▶ **Исходный отрывок**:
28 февраля я выехал в Пекин. 2-я армия, номинально подчинявшаяся Фэн Юйсяну, вскоре была разбита, разбежалась и как боевая сила перестала существовать.

* * *

20 марта 1926 г. совершенно неожиданно для всех нас Чан Кайши в Гуанчжоу (Кантоне) попробовал осуществить контрреволюционный переворот, расправиться с гуандунскими коммунистами. Эта реакционная вылазка вошла в историю Китая под названием «события 20 марта».

21 марта меня вызвал наш посол в Китае Л. М. Карахан и сообщил о полученном из Гуанчжоу известии. На протяжении двух лет я работал бок о бок с Чан Кайши и хорошо представлял себе этого властолюбивого и коварного генерала. Тем не менее я был потрясен.

▶ **Представленный материал**:
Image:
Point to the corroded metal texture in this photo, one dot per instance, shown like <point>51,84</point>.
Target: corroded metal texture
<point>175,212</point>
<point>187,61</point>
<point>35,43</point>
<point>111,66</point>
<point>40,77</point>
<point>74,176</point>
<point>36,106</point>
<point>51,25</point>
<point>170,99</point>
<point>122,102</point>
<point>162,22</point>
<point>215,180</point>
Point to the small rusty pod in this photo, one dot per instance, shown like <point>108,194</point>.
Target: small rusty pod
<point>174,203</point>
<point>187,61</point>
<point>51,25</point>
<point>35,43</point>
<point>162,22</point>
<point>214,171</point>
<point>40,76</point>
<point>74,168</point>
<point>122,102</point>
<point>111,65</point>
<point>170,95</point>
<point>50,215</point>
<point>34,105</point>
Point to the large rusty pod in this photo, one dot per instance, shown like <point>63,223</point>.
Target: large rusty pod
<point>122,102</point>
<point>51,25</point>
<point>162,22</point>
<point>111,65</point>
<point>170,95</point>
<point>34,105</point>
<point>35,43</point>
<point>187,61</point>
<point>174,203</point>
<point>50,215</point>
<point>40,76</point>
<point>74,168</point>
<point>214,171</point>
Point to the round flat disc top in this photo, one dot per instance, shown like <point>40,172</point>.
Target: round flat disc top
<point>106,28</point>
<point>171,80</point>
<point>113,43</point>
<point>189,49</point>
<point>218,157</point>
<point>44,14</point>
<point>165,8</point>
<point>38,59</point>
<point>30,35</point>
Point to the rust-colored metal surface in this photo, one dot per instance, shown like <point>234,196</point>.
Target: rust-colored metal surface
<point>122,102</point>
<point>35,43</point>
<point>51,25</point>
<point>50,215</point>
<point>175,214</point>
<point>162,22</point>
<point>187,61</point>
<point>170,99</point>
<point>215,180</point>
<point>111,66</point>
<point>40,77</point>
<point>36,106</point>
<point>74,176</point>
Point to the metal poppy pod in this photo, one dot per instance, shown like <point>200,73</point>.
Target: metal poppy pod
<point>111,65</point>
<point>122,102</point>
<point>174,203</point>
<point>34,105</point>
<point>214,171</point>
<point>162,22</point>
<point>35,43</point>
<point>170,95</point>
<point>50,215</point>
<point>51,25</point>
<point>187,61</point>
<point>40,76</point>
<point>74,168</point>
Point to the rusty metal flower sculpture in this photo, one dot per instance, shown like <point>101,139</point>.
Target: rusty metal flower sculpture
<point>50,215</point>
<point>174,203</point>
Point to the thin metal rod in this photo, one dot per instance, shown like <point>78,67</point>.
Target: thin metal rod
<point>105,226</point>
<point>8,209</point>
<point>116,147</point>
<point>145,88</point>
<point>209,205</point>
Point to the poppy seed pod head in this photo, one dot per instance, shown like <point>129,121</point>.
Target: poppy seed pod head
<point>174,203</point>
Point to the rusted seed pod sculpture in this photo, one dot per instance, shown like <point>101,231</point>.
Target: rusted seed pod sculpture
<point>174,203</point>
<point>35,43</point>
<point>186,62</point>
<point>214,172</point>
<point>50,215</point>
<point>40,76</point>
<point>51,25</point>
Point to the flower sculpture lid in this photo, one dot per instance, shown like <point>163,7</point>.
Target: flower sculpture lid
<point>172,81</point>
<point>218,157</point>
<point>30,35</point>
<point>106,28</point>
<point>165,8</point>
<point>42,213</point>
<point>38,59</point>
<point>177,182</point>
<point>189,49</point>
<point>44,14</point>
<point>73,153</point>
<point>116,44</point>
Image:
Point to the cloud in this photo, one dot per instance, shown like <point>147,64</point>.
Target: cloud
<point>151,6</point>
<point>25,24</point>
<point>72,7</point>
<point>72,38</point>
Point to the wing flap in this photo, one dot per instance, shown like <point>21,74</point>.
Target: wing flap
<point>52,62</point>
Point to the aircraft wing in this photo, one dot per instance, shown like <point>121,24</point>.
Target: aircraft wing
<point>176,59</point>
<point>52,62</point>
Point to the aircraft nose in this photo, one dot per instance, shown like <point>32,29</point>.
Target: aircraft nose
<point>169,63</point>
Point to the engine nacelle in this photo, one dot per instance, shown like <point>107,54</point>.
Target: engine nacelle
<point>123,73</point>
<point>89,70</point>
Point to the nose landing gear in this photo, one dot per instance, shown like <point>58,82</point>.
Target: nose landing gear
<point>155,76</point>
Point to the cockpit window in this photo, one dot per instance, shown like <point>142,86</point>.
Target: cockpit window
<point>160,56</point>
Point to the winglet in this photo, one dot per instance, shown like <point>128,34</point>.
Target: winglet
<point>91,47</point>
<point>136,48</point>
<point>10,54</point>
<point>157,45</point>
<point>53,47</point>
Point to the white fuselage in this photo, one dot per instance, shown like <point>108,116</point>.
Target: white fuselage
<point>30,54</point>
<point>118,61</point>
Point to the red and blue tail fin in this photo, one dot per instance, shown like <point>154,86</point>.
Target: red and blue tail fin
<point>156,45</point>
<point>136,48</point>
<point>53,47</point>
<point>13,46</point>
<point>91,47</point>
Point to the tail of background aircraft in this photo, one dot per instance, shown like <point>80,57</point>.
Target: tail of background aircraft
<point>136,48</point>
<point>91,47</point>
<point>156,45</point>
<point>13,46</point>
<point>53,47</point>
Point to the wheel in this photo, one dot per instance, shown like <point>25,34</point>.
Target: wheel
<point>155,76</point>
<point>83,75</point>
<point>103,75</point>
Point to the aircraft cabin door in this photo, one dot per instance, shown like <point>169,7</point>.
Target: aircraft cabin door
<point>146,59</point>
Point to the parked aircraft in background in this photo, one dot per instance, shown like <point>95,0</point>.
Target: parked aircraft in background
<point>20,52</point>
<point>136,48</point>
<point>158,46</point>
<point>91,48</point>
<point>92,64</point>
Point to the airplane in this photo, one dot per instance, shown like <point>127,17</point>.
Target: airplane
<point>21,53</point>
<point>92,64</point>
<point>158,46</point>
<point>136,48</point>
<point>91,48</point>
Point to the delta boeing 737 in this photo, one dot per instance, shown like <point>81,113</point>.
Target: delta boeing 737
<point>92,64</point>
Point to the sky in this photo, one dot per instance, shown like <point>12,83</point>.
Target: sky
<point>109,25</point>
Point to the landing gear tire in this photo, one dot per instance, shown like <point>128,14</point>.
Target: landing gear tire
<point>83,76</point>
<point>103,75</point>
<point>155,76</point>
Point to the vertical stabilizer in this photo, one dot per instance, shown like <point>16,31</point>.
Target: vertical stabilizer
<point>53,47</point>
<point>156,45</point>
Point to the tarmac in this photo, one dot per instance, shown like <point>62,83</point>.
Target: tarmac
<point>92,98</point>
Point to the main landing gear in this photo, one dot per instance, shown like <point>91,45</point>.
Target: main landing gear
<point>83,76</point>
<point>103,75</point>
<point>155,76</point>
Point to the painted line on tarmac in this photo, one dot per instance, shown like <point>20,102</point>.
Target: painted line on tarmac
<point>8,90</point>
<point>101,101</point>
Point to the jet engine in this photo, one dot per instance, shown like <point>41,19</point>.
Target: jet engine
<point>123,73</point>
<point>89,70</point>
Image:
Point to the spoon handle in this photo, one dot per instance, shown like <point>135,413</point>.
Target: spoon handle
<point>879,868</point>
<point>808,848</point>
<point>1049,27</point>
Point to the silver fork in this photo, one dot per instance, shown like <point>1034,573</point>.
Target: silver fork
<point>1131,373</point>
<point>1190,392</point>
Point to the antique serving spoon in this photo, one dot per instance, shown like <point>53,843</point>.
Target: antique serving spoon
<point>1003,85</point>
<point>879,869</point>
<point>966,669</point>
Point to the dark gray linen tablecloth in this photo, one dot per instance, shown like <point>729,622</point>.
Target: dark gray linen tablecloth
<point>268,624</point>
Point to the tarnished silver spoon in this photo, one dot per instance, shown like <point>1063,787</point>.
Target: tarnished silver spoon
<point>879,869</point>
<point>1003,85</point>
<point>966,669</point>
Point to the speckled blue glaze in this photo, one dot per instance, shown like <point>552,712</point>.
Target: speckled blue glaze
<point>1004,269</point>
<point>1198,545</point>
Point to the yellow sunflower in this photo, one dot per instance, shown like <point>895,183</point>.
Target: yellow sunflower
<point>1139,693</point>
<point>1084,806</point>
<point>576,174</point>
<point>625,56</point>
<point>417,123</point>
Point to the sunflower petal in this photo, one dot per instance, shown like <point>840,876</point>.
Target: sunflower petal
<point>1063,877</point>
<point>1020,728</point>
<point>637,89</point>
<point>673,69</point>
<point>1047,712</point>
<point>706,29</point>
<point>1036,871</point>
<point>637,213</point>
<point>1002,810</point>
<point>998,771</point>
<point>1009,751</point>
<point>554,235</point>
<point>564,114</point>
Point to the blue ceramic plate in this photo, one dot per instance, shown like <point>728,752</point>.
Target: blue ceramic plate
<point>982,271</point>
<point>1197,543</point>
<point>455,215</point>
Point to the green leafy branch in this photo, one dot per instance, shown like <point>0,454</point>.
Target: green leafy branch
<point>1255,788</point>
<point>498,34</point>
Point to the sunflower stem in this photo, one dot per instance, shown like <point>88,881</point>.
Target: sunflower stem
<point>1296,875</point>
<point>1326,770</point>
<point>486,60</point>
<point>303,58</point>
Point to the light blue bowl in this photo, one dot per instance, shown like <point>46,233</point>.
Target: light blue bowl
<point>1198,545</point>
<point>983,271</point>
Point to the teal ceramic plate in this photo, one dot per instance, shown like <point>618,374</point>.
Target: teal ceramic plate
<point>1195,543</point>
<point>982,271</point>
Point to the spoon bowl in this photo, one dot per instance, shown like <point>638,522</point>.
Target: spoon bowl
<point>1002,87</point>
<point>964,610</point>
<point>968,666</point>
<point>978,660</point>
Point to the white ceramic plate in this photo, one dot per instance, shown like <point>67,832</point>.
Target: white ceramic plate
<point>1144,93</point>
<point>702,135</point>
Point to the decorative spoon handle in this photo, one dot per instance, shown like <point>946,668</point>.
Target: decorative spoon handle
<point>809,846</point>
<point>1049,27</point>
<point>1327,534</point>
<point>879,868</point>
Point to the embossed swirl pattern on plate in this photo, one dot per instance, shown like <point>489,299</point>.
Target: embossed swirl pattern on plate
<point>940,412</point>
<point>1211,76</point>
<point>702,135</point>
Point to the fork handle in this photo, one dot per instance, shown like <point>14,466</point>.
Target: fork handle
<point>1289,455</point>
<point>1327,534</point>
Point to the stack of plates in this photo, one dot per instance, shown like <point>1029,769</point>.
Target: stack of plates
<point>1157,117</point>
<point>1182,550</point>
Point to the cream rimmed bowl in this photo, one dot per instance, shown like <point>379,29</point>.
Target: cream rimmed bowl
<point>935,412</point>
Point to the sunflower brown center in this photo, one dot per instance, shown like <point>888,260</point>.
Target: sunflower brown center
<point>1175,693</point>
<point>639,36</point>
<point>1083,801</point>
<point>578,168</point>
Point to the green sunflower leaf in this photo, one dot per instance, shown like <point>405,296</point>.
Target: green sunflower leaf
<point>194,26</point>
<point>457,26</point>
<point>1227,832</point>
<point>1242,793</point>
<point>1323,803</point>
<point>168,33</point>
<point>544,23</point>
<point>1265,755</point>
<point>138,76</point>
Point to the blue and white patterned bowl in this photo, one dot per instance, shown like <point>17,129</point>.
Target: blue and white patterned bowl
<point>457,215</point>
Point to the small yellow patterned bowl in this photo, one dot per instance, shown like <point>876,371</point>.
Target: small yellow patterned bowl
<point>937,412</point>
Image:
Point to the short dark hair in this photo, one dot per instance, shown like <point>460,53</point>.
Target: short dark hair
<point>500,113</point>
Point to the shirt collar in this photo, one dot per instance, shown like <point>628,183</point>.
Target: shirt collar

▶ **Цель упражнения**:
Дословно выпишите из отрывка о событиях 1926 года в Китае фрагмент, начав со слов «28 февраля я» и закончив словами «сила перестала существовать.» включительно.

▶ **Ответ**:
28 февраля я выехал в Пекин. 2-я армия, номинально подчинявшаяся Фэн Юйсяну, вскоре была разбита, разбежалась и как боевая сила перестала существовать.